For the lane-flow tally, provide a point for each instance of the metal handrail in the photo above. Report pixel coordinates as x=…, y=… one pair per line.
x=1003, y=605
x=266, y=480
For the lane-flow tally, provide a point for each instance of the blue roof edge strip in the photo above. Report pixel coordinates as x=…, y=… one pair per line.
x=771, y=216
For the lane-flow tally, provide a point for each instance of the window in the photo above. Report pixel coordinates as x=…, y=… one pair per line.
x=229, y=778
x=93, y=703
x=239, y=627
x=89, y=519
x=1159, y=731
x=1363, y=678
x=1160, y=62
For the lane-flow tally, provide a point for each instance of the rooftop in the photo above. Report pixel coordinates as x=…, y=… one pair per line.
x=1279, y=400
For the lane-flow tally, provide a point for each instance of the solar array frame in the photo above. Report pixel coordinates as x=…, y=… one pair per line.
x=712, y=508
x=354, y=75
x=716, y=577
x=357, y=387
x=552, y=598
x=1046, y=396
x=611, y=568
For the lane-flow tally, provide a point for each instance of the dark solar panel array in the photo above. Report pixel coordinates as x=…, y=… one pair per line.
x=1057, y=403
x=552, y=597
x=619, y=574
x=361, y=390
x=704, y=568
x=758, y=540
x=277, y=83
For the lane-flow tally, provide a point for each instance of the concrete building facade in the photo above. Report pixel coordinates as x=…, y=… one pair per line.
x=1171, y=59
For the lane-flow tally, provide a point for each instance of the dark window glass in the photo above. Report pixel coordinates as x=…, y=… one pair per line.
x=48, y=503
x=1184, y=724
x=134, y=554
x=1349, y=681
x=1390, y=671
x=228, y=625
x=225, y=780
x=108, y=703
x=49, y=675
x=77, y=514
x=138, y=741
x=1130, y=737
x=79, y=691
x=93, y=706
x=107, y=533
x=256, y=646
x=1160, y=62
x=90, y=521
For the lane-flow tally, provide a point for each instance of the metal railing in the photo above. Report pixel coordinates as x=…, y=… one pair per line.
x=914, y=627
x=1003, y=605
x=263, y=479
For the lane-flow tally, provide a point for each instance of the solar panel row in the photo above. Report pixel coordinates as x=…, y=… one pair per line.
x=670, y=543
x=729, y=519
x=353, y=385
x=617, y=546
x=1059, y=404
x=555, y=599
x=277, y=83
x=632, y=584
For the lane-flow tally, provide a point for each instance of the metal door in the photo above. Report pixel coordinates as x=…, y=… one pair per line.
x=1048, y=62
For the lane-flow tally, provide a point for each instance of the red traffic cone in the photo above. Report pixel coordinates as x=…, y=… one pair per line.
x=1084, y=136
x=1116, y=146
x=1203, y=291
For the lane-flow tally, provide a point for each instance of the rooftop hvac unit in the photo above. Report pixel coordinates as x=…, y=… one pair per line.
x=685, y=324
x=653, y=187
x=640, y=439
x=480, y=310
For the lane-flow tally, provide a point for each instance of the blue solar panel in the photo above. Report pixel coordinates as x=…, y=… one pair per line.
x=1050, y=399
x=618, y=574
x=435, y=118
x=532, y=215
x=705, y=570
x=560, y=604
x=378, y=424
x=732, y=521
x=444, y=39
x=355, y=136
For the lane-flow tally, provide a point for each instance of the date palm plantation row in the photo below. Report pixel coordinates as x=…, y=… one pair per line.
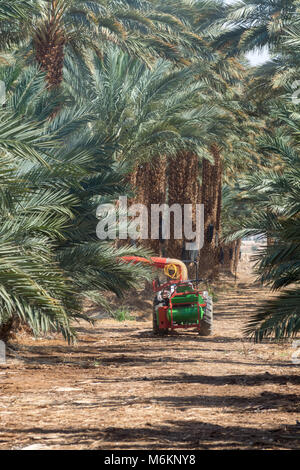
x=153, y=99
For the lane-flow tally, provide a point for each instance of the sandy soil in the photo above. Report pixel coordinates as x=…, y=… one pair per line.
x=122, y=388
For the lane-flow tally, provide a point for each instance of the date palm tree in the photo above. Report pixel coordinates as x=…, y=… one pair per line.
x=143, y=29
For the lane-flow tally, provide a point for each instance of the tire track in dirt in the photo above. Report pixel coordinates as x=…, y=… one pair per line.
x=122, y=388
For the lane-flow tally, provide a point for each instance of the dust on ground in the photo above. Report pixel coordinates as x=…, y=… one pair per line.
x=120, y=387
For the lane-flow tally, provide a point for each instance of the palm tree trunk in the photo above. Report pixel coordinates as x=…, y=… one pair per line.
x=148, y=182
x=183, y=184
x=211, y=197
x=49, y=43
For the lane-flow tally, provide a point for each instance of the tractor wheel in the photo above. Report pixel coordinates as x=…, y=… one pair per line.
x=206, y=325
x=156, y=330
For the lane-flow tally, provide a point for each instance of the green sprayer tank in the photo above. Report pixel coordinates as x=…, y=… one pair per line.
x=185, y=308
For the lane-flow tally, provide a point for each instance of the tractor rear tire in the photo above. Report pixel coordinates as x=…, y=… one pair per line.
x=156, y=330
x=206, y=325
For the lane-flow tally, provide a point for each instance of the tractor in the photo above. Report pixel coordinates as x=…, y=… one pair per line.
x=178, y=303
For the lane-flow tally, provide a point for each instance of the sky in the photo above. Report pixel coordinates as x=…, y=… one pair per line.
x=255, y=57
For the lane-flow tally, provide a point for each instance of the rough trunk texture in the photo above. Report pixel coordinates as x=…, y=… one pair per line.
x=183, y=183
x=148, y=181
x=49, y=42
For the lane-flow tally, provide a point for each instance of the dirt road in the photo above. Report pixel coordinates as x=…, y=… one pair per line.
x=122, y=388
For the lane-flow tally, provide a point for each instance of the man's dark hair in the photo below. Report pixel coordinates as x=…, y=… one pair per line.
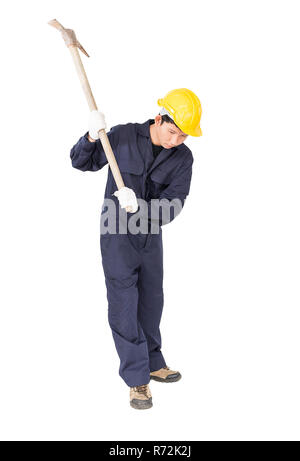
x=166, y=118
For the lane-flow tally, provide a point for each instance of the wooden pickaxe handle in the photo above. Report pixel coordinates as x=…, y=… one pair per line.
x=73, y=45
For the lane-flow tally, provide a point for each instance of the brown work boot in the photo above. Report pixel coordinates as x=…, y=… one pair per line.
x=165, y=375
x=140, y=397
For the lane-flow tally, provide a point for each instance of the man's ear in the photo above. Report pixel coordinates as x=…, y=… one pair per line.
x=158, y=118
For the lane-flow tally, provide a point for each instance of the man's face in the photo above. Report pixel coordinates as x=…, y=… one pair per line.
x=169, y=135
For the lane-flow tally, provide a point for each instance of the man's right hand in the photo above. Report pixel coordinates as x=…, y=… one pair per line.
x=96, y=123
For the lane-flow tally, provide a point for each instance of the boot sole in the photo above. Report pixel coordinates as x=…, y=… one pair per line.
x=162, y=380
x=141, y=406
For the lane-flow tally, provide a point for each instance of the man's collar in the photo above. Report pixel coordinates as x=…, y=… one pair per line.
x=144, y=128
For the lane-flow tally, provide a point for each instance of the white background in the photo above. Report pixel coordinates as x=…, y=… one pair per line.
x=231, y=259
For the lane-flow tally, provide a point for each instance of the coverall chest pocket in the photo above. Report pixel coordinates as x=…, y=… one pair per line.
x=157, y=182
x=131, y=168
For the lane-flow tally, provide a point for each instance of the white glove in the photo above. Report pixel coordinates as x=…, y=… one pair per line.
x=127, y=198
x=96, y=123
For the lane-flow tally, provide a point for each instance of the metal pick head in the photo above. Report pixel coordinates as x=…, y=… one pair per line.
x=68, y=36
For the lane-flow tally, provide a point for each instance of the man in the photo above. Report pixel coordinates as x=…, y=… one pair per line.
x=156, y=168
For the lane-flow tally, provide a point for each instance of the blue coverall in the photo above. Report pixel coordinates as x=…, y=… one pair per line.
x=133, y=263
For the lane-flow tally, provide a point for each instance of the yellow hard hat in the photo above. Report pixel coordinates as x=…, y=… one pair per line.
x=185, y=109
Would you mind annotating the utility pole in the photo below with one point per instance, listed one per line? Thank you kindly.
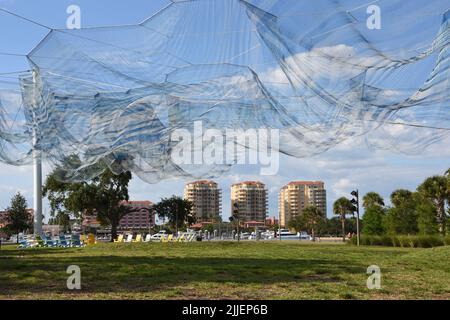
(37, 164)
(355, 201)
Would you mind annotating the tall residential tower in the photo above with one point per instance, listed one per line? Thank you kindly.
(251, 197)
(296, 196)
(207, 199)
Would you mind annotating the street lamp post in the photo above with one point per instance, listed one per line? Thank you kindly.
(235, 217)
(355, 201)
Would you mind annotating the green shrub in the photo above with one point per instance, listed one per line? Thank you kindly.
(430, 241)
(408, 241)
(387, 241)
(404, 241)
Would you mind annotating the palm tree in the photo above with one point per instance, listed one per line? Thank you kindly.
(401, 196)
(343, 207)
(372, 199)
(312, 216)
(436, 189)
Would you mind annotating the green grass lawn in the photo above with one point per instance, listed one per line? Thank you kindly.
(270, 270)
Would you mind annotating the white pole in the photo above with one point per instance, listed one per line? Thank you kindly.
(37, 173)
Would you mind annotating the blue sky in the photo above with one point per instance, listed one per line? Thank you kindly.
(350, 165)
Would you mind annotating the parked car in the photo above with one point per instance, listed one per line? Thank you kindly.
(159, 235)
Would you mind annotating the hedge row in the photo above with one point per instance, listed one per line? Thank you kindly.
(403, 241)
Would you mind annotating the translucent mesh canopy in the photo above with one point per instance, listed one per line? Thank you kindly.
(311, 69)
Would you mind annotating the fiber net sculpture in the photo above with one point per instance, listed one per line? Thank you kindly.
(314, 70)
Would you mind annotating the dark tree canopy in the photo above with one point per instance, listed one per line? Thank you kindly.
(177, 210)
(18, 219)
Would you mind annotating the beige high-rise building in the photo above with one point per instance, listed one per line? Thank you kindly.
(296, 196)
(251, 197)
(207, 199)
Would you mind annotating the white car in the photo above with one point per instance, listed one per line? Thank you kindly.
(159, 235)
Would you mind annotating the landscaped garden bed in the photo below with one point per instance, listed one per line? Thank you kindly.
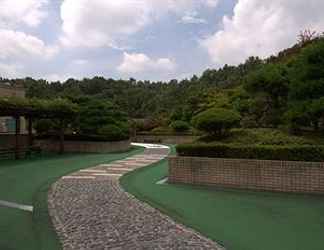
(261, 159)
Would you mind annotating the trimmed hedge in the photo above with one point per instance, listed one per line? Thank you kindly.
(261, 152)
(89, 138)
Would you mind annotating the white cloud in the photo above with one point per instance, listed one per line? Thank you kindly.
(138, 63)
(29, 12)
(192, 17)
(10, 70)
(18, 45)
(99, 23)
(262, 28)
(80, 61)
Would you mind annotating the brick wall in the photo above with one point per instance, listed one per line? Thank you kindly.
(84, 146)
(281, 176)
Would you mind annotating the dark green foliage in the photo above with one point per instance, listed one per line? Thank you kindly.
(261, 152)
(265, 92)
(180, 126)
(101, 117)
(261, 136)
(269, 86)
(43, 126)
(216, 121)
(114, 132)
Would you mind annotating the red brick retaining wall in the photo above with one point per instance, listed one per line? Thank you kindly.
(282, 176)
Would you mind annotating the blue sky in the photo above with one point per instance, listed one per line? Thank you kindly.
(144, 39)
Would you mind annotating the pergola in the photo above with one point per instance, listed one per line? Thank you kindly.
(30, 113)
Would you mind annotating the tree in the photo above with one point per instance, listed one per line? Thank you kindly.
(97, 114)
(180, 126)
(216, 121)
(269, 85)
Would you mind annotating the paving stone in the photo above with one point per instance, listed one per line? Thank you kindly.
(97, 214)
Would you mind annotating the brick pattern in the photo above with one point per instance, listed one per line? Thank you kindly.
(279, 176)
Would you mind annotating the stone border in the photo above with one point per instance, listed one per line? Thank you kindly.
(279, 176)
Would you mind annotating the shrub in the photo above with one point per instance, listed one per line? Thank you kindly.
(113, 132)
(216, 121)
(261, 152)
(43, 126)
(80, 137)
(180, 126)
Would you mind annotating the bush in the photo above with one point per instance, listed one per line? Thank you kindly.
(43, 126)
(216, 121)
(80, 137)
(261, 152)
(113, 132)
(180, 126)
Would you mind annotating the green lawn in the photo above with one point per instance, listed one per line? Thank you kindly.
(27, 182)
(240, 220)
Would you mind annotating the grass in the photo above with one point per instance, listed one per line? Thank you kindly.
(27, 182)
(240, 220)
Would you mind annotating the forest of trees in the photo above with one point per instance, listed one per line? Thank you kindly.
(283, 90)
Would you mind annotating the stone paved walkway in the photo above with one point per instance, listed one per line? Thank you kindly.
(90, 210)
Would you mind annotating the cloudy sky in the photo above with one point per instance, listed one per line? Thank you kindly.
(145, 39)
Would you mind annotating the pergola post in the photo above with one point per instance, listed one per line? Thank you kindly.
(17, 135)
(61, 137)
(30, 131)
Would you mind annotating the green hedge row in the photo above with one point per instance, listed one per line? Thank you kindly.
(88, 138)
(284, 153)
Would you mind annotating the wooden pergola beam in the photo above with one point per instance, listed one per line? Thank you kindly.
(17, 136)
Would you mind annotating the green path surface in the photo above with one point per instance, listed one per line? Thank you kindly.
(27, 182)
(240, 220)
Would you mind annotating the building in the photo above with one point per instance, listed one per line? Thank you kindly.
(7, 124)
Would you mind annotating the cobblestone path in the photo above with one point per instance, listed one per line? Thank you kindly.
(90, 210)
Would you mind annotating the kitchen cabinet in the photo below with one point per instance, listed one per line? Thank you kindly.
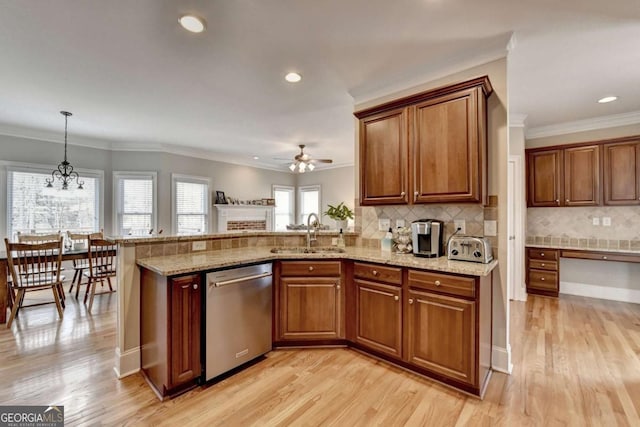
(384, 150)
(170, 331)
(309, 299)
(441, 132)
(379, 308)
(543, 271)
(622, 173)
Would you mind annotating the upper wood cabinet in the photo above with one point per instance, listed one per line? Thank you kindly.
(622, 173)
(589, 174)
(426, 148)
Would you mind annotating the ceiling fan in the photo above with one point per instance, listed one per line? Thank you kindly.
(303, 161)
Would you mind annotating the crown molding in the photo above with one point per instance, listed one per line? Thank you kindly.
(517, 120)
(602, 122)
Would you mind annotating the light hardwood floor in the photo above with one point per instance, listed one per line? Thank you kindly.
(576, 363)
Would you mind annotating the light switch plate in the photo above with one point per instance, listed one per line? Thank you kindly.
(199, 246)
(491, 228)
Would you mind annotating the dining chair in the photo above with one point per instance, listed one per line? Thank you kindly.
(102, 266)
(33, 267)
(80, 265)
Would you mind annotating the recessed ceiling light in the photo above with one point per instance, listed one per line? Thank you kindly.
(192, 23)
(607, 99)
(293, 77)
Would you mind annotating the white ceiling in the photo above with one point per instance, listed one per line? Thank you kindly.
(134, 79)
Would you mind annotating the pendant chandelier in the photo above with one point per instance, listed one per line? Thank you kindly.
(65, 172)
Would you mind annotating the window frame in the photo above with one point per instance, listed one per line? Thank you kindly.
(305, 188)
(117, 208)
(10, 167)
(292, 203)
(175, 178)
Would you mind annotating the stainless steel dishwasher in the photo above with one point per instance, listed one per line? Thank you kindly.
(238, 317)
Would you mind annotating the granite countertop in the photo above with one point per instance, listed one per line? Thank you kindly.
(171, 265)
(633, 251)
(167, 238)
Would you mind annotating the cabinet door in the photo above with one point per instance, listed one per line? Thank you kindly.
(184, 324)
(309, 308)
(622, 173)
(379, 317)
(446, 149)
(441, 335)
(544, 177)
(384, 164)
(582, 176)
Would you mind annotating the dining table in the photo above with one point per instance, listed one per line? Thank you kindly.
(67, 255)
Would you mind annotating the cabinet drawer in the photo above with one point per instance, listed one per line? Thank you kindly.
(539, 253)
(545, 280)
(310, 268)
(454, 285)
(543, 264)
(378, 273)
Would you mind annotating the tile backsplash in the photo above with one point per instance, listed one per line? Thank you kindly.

============

* Aim of the task
Output the line containing "Would you mind annotating the cabinet door" and all lines after it to the end of the records, exactly as given.

* Output below
Would you mind annotating the cabinet door in the photo above with one point per instance, listed one per line? Thank you kindly.
(184, 324)
(309, 308)
(622, 173)
(379, 317)
(446, 149)
(441, 335)
(544, 177)
(384, 164)
(582, 176)
Would you mind annotating the dining table in the photo above with one point per instance, listed one per line? Thank you kindly.
(67, 255)
Would you mind annotating the cabinet drawer in the photo above with one point per instance, listed one per line? Thank you kindly.
(539, 253)
(545, 280)
(310, 268)
(454, 285)
(543, 264)
(378, 273)
Would you mind annotating the tile backsplash in the photo above with one point per instance, listed one per line? Thank you kindly.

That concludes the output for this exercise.